> **Material to process**

____________________

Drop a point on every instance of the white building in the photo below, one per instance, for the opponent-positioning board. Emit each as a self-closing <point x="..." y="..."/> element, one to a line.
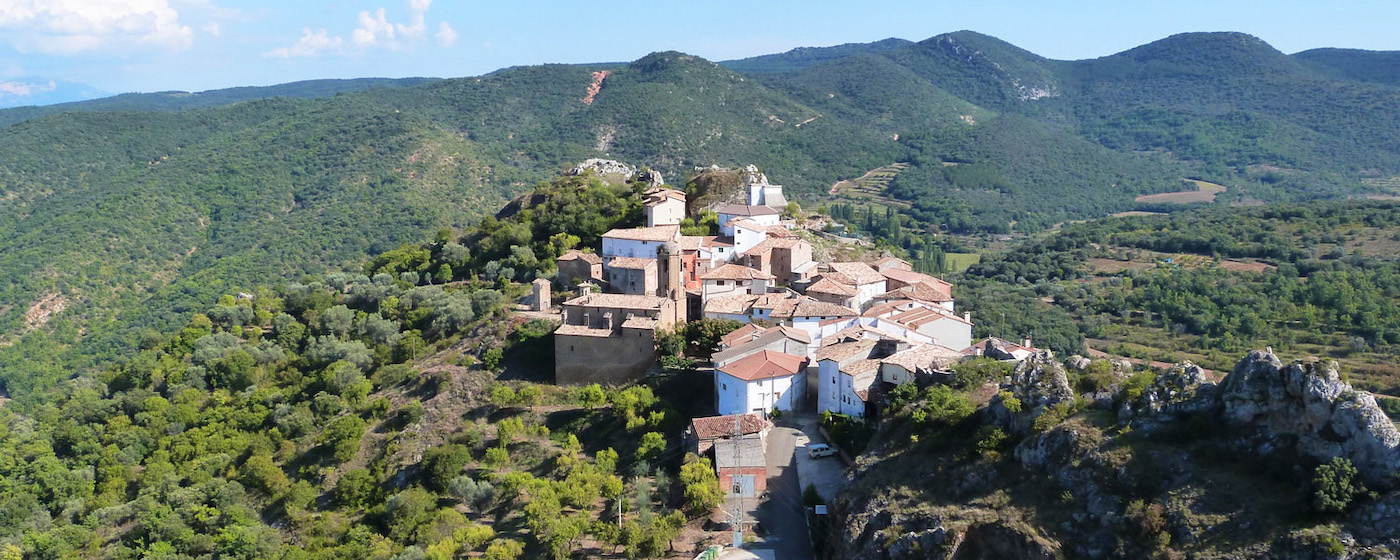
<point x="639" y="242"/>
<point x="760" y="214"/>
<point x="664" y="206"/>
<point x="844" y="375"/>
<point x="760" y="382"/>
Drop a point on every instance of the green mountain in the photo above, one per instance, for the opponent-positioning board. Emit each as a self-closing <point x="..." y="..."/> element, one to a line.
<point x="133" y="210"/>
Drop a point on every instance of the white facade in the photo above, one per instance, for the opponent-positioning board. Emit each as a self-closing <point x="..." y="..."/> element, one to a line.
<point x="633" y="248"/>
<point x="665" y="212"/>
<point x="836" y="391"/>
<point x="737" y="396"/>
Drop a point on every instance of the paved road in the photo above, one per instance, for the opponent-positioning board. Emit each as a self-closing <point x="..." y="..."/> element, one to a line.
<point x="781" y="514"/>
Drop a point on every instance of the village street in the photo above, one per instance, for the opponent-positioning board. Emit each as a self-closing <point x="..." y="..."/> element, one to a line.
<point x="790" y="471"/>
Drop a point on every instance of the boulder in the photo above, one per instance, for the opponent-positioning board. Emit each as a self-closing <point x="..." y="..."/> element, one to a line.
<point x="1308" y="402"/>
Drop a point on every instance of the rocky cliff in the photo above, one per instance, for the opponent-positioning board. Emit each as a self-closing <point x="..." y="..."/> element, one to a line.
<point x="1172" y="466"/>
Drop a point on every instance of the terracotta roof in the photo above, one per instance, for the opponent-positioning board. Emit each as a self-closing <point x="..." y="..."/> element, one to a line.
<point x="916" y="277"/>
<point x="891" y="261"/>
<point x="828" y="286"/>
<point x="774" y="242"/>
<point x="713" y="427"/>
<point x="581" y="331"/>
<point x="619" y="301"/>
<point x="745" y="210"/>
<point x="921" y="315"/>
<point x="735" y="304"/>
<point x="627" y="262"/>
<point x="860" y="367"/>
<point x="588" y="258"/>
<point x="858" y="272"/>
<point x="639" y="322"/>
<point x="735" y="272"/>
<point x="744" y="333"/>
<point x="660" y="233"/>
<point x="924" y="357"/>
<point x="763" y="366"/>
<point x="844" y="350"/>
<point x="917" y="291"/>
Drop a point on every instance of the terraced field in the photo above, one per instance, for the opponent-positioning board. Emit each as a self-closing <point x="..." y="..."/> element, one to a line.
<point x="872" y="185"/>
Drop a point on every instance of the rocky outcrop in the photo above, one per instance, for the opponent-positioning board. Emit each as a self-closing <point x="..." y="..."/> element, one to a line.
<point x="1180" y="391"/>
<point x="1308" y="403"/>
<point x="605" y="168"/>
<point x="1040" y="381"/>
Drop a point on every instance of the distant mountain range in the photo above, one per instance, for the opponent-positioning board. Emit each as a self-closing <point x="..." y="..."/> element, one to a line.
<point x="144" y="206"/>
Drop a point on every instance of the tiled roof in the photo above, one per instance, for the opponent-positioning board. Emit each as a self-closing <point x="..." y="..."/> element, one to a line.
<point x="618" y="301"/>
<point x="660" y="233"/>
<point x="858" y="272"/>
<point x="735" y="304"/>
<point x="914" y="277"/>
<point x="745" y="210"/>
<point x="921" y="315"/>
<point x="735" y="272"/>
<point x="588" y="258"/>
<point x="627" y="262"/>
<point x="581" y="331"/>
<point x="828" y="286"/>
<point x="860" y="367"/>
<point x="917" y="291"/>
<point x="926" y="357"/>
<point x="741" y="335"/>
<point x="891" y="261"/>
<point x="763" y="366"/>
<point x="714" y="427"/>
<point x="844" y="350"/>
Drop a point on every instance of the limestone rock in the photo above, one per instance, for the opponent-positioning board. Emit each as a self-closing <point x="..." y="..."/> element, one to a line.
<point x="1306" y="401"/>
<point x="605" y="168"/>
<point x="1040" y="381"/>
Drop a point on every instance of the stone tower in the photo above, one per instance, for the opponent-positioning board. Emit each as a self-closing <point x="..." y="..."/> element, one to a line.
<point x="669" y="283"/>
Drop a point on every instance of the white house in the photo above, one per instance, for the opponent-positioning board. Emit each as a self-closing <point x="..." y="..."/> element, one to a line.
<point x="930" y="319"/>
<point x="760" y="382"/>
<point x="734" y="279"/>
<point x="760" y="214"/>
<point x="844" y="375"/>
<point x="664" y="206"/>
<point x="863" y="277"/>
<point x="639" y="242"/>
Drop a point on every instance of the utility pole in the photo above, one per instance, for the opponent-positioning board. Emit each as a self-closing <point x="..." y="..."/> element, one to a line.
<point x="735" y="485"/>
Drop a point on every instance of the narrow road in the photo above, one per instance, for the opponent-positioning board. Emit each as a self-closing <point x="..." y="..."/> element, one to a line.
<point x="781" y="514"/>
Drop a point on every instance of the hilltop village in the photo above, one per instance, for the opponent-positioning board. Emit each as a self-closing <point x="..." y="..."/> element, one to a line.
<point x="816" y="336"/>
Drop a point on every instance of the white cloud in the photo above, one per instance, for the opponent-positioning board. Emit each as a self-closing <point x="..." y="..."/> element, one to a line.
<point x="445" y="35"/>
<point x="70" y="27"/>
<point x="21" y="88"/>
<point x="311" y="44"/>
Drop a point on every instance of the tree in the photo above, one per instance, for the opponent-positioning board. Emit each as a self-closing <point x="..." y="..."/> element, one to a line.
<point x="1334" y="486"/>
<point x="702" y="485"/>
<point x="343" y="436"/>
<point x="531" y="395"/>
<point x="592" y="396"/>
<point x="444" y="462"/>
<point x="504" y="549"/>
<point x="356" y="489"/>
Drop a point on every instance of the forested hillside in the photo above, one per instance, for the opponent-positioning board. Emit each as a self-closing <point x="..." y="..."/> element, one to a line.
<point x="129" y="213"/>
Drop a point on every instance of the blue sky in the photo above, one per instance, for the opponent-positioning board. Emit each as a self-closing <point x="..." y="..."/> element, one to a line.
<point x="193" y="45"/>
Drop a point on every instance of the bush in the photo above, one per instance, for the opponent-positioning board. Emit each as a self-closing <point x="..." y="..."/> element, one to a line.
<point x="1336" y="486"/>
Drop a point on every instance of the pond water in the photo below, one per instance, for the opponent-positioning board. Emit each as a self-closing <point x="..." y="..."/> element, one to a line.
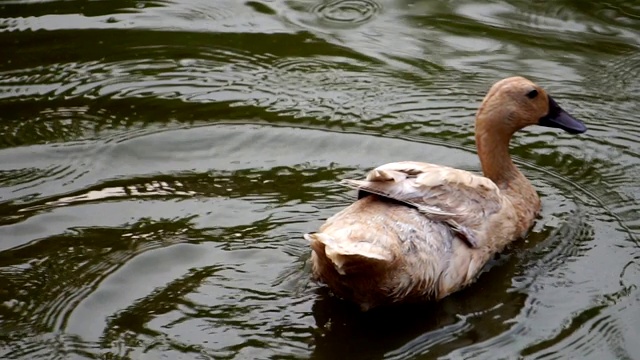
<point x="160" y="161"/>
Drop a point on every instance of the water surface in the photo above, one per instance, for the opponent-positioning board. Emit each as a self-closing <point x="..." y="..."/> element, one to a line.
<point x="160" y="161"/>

____________________

> **Exercise**
Reproduce all of the data above with "opponent-positioning board" swapped for "scouting map" everywhere it appears, and keep everything else the same. Leave the pictures out.

> **Solution to this problem**
Drop a point on every instance of the white building in the photo below, one per instance, for the scouting map. Emit each as a self-closing <point x="..." y="..."/> element, one to a line.
<point x="639" y="242"/>
<point x="760" y="214"/>
<point x="664" y="206"/>
<point x="844" y="375"/>
<point x="760" y="382"/>
Drop a point on every instance of the green mountain in the photo above, one per instance, for the scouting map. Emit each as a self-closing <point x="..." y="..."/> element, one to a line.
<point x="133" y="210"/>
Drop a point on every instance of the white facade in the photo above, one per instance, for the scouting map. Emit each as a self-closing <point x="..." y="..."/> element, one to a line.
<point x="633" y="248"/>
<point x="665" y="212"/>
<point x="836" y="391"/>
<point x="737" y="396"/>
Drop a point on every instance of the paved road in the photo above, one per instance, for the scouting map. Emit each as a self-closing <point x="..." y="..."/> element, one to a line.
<point x="781" y="514"/>
Drop a point on every instance of the village street in the photo above, one per instance, for the scouting map. Emit each as a self-closing <point x="..." y="..."/> element, one to a line.
<point x="790" y="471"/>
Drop a point on every instance of the boulder in the photo above, one per instance, for the scouting map. Emit each as a self-closing <point x="..." y="..."/> element, one to a line.
<point x="1308" y="402"/>
Drop a point on every instance of the rocky cliff in the photo above, one per instance, for the scouting map. Emit each as a self-closing <point x="..." y="..."/> element, one to a line.
<point x="1172" y="466"/>
Drop a point on every instance of the terracotta roof in the photo above, one per instance, for the scouting map. Emit each as a self-closing <point x="..." y="..."/> element, one to a line.
<point x="916" y="277"/>
<point x="891" y="261"/>
<point x="828" y="286"/>
<point x="774" y="242"/>
<point x="713" y="427"/>
<point x="581" y="331"/>
<point x="619" y="301"/>
<point x="745" y="210"/>
<point x="921" y="315"/>
<point x="735" y="304"/>
<point x="627" y="262"/>
<point x="860" y="367"/>
<point x="588" y="258"/>
<point x="858" y="272"/>
<point x="639" y="322"/>
<point x="735" y="272"/>
<point x="744" y="333"/>
<point x="660" y="233"/>
<point x="924" y="357"/>
<point x="763" y="366"/>
<point x="844" y="350"/>
<point x="917" y="291"/>
Drop a point on every instance of the terraced field in the photo above, one per instance, for the scouting map. Emit each as a self-closing <point x="..." y="..."/> element, one to a line.
<point x="872" y="185"/>
Drop a point on every instance of the rocky outcrop in the photo above, one per instance, for the scouting map. Emit each as a self-closing <point x="..." y="..."/> element, one to a line.
<point x="1180" y="391"/>
<point x="1308" y="403"/>
<point x="605" y="168"/>
<point x="1040" y="381"/>
Drop a point on every instance of the distant mountain range in the photo above, one per instance, for the scouting map. Emit each as a self-closing <point x="..." y="..."/> element, one to a line.
<point x="144" y="206"/>
Drop a point on every instance of the tiled roof in the photo above, one per instance, for the scouting map. Emit each as a self-closing <point x="..." y="..."/> element, one to a line.
<point x="618" y="301"/>
<point x="660" y="233"/>
<point x="858" y="272"/>
<point x="735" y="304"/>
<point x="914" y="277"/>
<point x="745" y="210"/>
<point x="921" y="315"/>
<point x="735" y="272"/>
<point x="588" y="258"/>
<point x="627" y="262"/>
<point x="581" y="331"/>
<point x="828" y="286"/>
<point x="860" y="367"/>
<point x="917" y="291"/>
<point x="926" y="357"/>
<point x="741" y="335"/>
<point x="891" y="261"/>
<point x="763" y="366"/>
<point x="714" y="427"/>
<point x="844" y="350"/>
Drop a point on every instance of the limestone rock in the photo above, one per instance, for the scouting map. Emit each as a self-closing <point x="..." y="..."/> element, one to a line.
<point x="1306" y="401"/>
<point x="605" y="168"/>
<point x="1040" y="381"/>
Drop a point on every instance of the stone tower in the photo above, one per instance, for the scouting map. Emit each as a self-closing <point x="..." y="..."/> element, one to a line.
<point x="669" y="283"/>
Drop a point on every instance of the white house in the photo above, one per instance, for the scouting map. Emit each as a self-closing <point x="..." y="..."/> element, one to a line.
<point x="930" y="319"/>
<point x="760" y="382"/>
<point x="734" y="279"/>
<point x="760" y="214"/>
<point x="844" y="375"/>
<point x="664" y="206"/>
<point x="863" y="277"/>
<point x="639" y="242"/>
Drop a point on every instance of the utility pole in the photo above, one per instance, for the scouting map. Emit each as a self-closing <point x="..." y="..."/> element, one to a line.
<point x="735" y="485"/>
Drop a point on every instance of the narrow road in the photo above, one per instance, for the scouting map. Emit each as a self-closing <point x="..." y="..."/> element, one to a line.
<point x="781" y="514"/>
Drop a point on every instance of the hilltop village in the photo above, one per instance, for the scouting map. Emit each as a self-closing <point x="..." y="..."/> element, one to a line.
<point x="816" y="336"/>
Drop a point on every instance of the white cloud in the photo above, one per instance, for the scouting map. Emit each as a self-closing <point x="..." y="..."/> element, one to a line.
<point x="445" y="35"/>
<point x="70" y="27"/>
<point x="21" y="88"/>
<point x="311" y="44"/>
Drop a point on every instance of the tree in the photo above, one per instance, for the scouting map. Emit each as a self-closing <point x="..." y="..."/> element, one to a line.
<point x="1334" y="486"/>
<point x="702" y="485"/>
<point x="343" y="436"/>
<point x="531" y="395"/>
<point x="592" y="396"/>
<point x="444" y="462"/>
<point x="504" y="549"/>
<point x="356" y="489"/>
Drop a point on every instance of the forested hillside in the photo above, one per instance, for the scouting map. Emit each as a self-closing <point x="..." y="..."/> element, one to a line.
<point x="129" y="213"/>
Drop a point on every instance of the blue sky in the photo above, one per instance, for the scouting map. Emit each as a self-closing <point x="..." y="..."/> element, one to a line.
<point x="193" y="45"/>
Drop a point on every instance of the bush in the photo above, one per instance, for the scouting map. Emit each as a self-closing <point x="..." y="..."/> element, one to a line.
<point x="1336" y="486"/>
Drop a point on every instance of the pond water in the photo below, one per instance, for the scouting map. Emit each as a self-closing <point x="..." y="..."/> element, one to a line.
<point x="160" y="161"/>
Drop a point on every instance of the water surface in the photo above, one per instance, for the scouting map. Emit each as a self-closing <point x="..." y="..."/> element, one to a line.
<point x="160" y="161"/>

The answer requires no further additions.